Given text —
<<<<

# My instructions for writing modal film music



## Studio E (May 23, 2018)

How to use modes when writing film music:

1) Pick a Key
2) Pick the mode
3) Burn the mode scale into memory
4) Discover all the chord tones from this mode/scale
5) Experiment for hours to find chord/melody combinations
6) Notice the ones you like
7) 30 minutes later throw away all ideas that earlier seemed promising
8) Worry
9) Feel desperation 
10) Gradually spin desperation into imposter syndrome
11) Sleep
12) Wake up fresh
13) Accidentally stumble upon something awesome and record it
14) Finish film project
15) Forget everything you just learned
16) Months later, try to remember anything you learned the last time about writing in modes.
17) Go back to step "1".


----------



## Mackieguy (May 23, 2018)

Studio E said:


> How to use modes when writing film music:
> 
> 1) Pick a Key
> 2) Pick the mode
> ...


Perfect


----------



## mikeh-375 (May 24, 2018)

Eric..what about the copious amounts of alcohol between points 9+10?


----------



## ghandizilla (May 24, 2018)

I am in a very similar piano workflow:

1) Pick a Key
2) Pick the mode
3) Burn the mode scale into memory
4) Discover the tonic, subdominant and dominant chords from this mode/scale
5) After 2mn of experimentation, it's all forgotten: relearn the scale
6) After 2 other mn of experimentation, re-re-learn the scale
7) Decide to go with two different scales to accomodate all the accidentals you put into the sh*t
8) After 3mn of experimentation, relearn both scales
9) Smoke some weed
10) Slight improvement, back to one scale
11) Stupendous discovery: you're stuck in the wrong scale (but at least, you're in one scale)
12) Go with it
13) Orchestrate the stuff
14) Send to the client
15) The Client : "I wanted the romantic idyll theme, why is the music so violent?"
16) Back to step 1

(It may be the reason why I'm like almost never paid :-D )


----------



## Emmanuel Rousseau (May 24, 2018)

Let's not forget the sadly famous :

1) Pick a Key
2) Visit VI-Control

There is no 3).


----------



## benmrx (May 24, 2018)

>>>>

What the exercise asks —
Write out the part of the modal film music thread that begins at the words "12) Go with" and stops after "never paid :-D )". The listing that follows was taken from a separate source.

Stored records —
<<<<

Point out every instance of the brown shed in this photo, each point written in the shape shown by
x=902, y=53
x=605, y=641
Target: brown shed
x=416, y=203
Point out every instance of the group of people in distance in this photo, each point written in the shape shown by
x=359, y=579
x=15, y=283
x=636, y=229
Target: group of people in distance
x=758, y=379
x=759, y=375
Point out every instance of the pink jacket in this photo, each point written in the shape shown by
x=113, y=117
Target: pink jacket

>>>>

Result of this task —
12) Go with it
13) Orchestrate the stuff
14) Send to the client
15) The Client : "I wanted the romantic idyll theme, why is the music so violent?"
16) Back to step 1

(It may be the reason why I'm like almost never paid :-D )